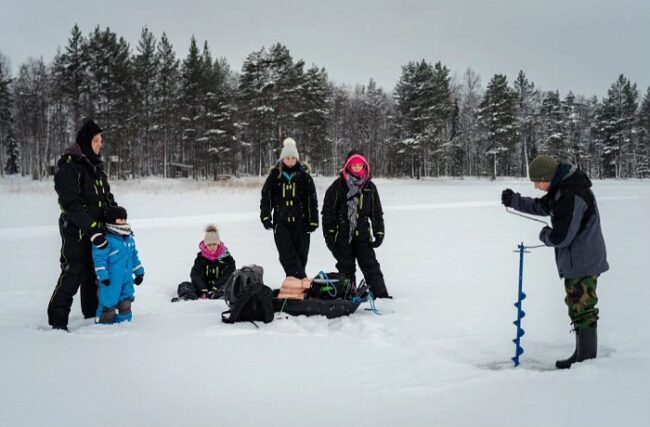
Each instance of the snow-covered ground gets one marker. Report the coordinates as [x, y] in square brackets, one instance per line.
[438, 355]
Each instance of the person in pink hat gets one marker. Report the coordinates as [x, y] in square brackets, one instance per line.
[353, 222]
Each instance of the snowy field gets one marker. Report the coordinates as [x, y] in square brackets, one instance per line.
[439, 355]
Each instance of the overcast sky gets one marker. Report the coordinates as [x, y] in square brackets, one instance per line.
[579, 45]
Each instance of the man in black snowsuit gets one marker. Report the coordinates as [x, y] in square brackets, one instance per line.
[289, 207]
[84, 195]
[353, 223]
[576, 235]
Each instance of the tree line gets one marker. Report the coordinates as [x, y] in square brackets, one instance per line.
[194, 116]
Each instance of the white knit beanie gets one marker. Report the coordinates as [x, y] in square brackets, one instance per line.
[211, 235]
[289, 149]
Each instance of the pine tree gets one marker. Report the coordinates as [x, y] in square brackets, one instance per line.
[311, 120]
[7, 124]
[166, 95]
[526, 113]
[192, 95]
[73, 72]
[644, 136]
[497, 115]
[443, 112]
[32, 97]
[616, 124]
[468, 125]
[414, 100]
[145, 69]
[553, 122]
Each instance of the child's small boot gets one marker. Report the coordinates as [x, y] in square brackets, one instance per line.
[107, 317]
[124, 314]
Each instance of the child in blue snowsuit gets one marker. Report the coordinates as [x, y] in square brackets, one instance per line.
[116, 264]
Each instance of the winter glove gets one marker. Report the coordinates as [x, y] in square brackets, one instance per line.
——————————
- _The request_:
Repeat, exactly and only, the lines above from the one containing "Each instance of the snowy" through the end of the material.

- _Response_:
Each instance of the snowy field gets one marker. Report the coordinates as [x, y] in square brackets, one instance per line.
[439, 355]
Each instance of the overcast sky gets one marker. Report the coordinates as [x, y] in square brackets, one instance per line.
[579, 45]
Each instance of the man in black snowsuit gets one marker. Report the coordinates as [x, y] in square brackets, one instance per line.
[289, 207]
[84, 195]
[353, 223]
[576, 235]
Each instance of the tree line gets one marker. Report the coordinates as [x, y] in square brackets, one instance per line.
[194, 116]
Each instance of the white knit beanie gets one marker. Report the coordinates as [x, y] in square brackets, one instance per line.
[211, 235]
[289, 149]
Each instance of the pine tree gets one marker. Report the coordinates as [x, y] in square brackets, one instance per line.
[311, 120]
[7, 124]
[166, 95]
[526, 113]
[192, 95]
[73, 72]
[644, 136]
[497, 115]
[443, 112]
[32, 97]
[616, 124]
[468, 125]
[414, 100]
[145, 69]
[553, 122]
Each instance of the child's small boot gets one marker. Report the coordinates as [x, y] in square brackets, one instance per line.
[107, 317]
[124, 314]
Each instance of the child in blue snowsuit gets one marker. Report the coordinates as [x, y] in square brackets, one instance per line.
[116, 264]
Each instance of the winter glove gets one marker. Report the coordinates as [x, y] in square brackets, one instance per line.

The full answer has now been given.